◆ Actions to take ◆
**1.** Do the following statements agree with the turbulence article? Answer yes or no for each, and quote the deciding words from the turbulence article. (a) RANS models remain the workhorse for industrial CFD simulations. (b) A decade ago, SRS was already in wide use outside academic research. (c) SRS needs a coarse mesh and a large timestep to give accurate results.
**2.** Print the turbulence article word for word from "In our recent" up to and including "simulation (SRS) techniques.".

Turbulence Part 5 - Overview of Scale-Resolving Simulations (SRS)

In our recent posts on turbulence, we have approached the topic from an industrial perspective where most turbulence modelling is still conducted using RANS models (typically two-equation models which make use of the Boussinessq hypothesis, i.e. the turbulent viscosity).  While RANS models are indeed the workhorse for industrial CFD simulations, in an increasing number of cases companies and researchers are recognising the need to resolve a greater spectrum of turbulence (e.g. large-scale separation, strongly swirling flows, acoustics, etc.).  In these cases, the information provided by RANS or unsteady RANS (URANS) is limited and we need to consider scale resolving simulation (SRS) techniques.


Difference in isosurface of Q-criterion between RANS (left) and SRS (right) of crossflow over a cylinder

While rarely used a decade ago outside of academic research, SRS is now increasingly being embraced for many industrial CFD applications across Australia and New Zealand.  This trend is driven by a combination of continued hardware improvements, improved parallel scalability of modern ANSYS CFD solvers and a number of new turbulence modelling strategies which have made SRS more practical to implement on complex industrial geometries.  The main drawback of SRS has been that it requires a suitably fine meshing resolution as well as suitably small timestep in order to obtain accurate results (within a practical timeframe). In the past, these two factors had combined to push SRS out of reach for most industrial CFD users (beyond the lucky few who had access to supercomputing hardware!).

◆ Data extract ◆

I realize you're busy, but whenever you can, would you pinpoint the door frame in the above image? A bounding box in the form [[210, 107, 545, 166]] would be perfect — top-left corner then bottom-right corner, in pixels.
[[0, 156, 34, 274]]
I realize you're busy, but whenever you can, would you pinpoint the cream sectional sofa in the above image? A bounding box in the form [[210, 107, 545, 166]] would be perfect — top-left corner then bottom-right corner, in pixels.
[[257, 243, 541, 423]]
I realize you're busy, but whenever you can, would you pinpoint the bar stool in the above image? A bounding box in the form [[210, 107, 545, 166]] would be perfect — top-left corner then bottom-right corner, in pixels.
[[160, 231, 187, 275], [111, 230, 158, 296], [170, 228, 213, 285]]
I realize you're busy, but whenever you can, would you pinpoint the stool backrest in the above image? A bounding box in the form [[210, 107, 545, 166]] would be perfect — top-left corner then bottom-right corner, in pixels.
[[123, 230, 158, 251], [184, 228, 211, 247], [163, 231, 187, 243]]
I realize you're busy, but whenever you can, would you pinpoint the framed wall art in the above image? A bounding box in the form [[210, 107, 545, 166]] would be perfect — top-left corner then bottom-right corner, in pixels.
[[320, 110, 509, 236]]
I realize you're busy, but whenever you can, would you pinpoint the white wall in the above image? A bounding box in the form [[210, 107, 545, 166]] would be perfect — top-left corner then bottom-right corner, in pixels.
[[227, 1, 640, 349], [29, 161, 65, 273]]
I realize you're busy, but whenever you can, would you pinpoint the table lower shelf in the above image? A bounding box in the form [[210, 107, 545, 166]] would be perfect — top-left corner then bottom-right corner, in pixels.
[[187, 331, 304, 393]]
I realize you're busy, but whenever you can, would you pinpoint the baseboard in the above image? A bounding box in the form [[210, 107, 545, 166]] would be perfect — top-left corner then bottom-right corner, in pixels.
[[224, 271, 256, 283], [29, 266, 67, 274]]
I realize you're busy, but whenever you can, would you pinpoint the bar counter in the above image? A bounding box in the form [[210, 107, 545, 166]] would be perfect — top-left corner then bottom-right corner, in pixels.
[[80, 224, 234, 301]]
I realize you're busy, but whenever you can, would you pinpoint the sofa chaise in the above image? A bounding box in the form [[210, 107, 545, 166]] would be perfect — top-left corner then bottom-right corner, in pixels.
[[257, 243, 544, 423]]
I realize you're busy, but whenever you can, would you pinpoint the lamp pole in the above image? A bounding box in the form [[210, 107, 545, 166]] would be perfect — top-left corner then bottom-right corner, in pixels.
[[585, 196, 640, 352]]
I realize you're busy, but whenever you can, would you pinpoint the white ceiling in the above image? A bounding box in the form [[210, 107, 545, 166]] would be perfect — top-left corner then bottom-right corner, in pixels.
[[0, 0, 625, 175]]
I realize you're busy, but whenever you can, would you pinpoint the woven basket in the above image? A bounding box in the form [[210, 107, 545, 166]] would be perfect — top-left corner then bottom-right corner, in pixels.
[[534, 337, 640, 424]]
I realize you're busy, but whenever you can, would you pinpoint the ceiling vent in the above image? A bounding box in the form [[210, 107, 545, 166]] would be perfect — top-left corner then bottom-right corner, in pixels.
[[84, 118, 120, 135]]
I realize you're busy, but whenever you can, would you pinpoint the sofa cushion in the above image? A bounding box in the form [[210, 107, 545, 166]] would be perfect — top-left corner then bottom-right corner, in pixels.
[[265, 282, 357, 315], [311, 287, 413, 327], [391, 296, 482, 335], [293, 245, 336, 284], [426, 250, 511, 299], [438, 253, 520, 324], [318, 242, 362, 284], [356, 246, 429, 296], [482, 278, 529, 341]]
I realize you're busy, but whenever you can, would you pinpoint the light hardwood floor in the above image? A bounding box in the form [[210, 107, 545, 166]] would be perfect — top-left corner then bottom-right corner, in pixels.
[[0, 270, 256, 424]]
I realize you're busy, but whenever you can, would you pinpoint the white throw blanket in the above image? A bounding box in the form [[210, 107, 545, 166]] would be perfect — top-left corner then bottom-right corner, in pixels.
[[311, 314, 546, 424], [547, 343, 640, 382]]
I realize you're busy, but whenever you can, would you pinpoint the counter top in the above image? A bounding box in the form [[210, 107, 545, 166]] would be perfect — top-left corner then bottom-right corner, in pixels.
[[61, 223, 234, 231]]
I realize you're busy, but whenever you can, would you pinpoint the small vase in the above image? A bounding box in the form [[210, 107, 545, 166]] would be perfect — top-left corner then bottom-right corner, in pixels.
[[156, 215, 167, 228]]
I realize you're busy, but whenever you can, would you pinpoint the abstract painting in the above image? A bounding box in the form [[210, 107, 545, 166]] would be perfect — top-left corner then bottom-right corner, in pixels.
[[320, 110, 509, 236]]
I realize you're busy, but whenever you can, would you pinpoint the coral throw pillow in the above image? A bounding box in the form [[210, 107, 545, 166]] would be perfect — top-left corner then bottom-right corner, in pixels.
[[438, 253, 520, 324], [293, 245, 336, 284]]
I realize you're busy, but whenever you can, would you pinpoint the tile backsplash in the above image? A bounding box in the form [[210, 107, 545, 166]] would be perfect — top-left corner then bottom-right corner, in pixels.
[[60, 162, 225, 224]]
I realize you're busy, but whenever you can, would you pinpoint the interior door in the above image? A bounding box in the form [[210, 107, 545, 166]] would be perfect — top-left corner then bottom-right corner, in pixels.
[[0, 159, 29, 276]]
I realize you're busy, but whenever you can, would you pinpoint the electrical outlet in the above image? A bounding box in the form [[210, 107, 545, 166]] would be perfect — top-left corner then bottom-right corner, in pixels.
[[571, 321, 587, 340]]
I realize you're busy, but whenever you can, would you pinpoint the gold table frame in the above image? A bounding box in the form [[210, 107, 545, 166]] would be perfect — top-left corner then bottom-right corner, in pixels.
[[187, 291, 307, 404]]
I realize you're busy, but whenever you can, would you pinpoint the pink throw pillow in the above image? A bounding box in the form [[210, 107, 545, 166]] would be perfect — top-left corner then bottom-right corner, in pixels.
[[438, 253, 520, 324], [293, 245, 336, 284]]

...

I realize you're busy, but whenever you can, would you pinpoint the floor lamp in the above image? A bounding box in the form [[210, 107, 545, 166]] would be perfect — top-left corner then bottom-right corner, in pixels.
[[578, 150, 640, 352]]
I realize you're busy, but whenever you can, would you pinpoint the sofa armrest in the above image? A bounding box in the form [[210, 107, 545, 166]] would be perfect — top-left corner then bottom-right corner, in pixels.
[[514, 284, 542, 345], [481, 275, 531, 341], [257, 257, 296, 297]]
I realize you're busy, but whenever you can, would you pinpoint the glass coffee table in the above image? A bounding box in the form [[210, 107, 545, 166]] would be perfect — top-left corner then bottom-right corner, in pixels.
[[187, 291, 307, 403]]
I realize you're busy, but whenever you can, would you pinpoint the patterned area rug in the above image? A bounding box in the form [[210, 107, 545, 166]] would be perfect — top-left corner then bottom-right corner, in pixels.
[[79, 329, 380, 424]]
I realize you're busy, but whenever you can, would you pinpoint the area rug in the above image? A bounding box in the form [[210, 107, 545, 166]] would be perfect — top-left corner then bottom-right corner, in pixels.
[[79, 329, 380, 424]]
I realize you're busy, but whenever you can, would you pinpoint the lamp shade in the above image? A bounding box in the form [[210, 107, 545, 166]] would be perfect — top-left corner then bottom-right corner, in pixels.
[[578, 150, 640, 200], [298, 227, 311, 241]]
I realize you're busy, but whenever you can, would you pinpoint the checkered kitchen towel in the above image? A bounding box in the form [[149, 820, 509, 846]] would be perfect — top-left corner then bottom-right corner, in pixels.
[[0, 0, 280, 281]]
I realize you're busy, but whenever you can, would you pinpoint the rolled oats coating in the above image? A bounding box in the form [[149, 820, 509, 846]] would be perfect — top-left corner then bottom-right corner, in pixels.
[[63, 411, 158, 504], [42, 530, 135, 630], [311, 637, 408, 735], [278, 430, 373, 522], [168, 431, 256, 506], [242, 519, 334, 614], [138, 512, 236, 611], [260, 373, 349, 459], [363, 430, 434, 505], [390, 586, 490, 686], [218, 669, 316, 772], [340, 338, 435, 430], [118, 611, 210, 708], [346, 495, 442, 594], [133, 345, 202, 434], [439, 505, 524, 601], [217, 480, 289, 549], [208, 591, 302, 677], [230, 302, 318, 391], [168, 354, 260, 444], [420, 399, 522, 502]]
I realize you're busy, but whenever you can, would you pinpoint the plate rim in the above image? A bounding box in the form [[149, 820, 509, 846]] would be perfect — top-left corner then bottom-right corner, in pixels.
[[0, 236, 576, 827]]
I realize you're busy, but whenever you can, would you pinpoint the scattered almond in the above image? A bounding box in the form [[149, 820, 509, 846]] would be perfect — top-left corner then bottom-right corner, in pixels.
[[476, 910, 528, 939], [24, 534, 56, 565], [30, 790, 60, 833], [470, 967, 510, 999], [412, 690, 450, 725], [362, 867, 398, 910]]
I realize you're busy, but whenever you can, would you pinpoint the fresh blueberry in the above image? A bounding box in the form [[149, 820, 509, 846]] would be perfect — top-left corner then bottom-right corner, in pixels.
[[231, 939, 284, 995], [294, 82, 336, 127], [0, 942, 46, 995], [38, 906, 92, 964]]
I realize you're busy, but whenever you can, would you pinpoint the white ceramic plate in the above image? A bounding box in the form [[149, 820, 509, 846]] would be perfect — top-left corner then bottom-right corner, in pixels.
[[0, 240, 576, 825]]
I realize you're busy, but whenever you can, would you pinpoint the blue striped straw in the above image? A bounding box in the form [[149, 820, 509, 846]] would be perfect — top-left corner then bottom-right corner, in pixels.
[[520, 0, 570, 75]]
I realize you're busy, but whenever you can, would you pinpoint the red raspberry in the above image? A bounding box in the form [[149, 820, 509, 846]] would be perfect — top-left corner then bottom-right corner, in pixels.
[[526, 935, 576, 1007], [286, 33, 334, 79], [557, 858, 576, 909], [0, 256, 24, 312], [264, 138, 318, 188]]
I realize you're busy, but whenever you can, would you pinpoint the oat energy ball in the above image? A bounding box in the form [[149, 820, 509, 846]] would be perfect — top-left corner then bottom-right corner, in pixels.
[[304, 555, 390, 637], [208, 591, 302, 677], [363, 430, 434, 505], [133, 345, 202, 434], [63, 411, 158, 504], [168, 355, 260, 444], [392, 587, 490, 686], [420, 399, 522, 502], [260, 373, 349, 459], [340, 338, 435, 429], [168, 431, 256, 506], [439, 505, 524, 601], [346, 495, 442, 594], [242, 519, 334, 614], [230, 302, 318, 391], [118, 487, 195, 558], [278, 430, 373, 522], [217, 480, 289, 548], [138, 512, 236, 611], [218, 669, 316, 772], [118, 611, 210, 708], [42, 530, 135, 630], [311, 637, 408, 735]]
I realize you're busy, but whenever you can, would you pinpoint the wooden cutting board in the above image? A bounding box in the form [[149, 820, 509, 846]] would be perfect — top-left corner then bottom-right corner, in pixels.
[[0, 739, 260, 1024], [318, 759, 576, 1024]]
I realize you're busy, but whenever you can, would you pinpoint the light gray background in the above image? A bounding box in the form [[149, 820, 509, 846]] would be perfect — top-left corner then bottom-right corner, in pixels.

--

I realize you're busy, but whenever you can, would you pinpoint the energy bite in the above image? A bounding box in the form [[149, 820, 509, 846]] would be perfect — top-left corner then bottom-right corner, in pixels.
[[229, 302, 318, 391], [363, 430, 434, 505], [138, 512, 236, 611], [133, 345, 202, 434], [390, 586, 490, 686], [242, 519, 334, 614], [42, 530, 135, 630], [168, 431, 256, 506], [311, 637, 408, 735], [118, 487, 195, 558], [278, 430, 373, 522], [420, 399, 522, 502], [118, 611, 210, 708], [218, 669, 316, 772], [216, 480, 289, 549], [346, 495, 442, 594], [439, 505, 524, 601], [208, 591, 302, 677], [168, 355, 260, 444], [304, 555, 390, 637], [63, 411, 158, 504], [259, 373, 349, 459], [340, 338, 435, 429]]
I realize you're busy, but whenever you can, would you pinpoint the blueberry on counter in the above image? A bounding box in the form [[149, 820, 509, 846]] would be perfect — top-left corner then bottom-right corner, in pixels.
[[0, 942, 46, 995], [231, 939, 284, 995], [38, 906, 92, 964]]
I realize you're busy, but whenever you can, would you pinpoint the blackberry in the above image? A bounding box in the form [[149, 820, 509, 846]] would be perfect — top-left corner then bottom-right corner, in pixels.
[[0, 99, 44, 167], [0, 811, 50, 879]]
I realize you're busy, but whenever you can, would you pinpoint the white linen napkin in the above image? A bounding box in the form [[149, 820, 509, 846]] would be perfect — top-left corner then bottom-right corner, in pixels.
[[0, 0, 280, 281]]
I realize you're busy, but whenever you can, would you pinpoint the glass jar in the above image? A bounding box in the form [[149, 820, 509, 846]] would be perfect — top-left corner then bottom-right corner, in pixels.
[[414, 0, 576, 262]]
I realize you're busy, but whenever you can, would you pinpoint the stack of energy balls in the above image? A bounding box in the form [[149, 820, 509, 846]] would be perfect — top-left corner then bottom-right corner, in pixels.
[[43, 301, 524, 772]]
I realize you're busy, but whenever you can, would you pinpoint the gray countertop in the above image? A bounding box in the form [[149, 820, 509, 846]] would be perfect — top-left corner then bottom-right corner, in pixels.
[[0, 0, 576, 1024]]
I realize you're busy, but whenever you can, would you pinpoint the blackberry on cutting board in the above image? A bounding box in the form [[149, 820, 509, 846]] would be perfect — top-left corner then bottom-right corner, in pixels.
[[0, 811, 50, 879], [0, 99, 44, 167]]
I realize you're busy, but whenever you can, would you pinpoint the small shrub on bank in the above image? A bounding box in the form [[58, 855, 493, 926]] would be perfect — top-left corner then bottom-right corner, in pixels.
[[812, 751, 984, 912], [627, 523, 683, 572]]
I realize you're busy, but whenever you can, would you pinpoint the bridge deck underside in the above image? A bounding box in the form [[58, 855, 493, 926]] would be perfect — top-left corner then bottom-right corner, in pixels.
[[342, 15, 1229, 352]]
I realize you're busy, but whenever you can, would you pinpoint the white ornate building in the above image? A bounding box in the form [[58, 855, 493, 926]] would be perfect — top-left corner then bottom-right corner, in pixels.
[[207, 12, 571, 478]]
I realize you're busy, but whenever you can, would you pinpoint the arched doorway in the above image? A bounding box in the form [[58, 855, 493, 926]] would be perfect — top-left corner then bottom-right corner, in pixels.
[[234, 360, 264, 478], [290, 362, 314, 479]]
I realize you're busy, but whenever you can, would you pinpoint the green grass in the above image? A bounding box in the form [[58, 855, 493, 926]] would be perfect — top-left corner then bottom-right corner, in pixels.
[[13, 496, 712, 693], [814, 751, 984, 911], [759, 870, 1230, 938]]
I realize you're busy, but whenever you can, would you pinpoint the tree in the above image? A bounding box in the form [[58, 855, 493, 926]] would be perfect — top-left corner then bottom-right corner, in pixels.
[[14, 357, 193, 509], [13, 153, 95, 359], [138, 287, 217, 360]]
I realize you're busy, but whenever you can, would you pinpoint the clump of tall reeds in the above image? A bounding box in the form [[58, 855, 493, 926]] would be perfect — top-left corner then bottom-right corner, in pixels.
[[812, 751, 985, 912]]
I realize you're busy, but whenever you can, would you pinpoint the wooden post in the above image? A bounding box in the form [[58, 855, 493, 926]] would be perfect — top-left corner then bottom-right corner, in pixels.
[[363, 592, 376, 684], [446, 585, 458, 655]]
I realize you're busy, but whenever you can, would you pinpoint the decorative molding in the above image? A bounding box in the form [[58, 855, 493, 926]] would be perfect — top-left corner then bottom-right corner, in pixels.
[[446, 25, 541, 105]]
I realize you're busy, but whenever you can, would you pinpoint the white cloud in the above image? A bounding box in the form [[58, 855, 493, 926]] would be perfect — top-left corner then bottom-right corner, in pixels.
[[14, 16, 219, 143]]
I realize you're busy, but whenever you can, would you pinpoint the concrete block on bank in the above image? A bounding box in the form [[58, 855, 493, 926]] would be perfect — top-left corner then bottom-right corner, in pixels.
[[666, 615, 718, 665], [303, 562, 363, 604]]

◆ Solutions to the tasks ◆
**1.**
(a) Yes: "While RANS models are indeed the workhorse for industrial CFD simulations"
(b) No: "While rarely used a decade ago outside of academic research"
(c) No: "it requires a suitably fine meshing resolution as well as suitably small timestep in order to obtain accurate results"

**2.**
In our recent posts on turbulence, we have approached the topic from an industrial perspective where most turbulence modelling is still conducted using RANS models (typically two-equation models which make use of the Boussinessq hypothesis, i.e. the turbulent viscosity).  While RANS models are indeed the workhorse for industrial CFD simulations, in an increasing number of cases companies and researchers are recognising the need to resolve a greater spectrum of turbulence (e.g. large-scale separation, strongly swirling flows, acoustics, etc.).  In these cases, the information provided by RANS or unsteady RANS (URANS) is limited and we need to consider scale resolving simulation (SRS) techniques.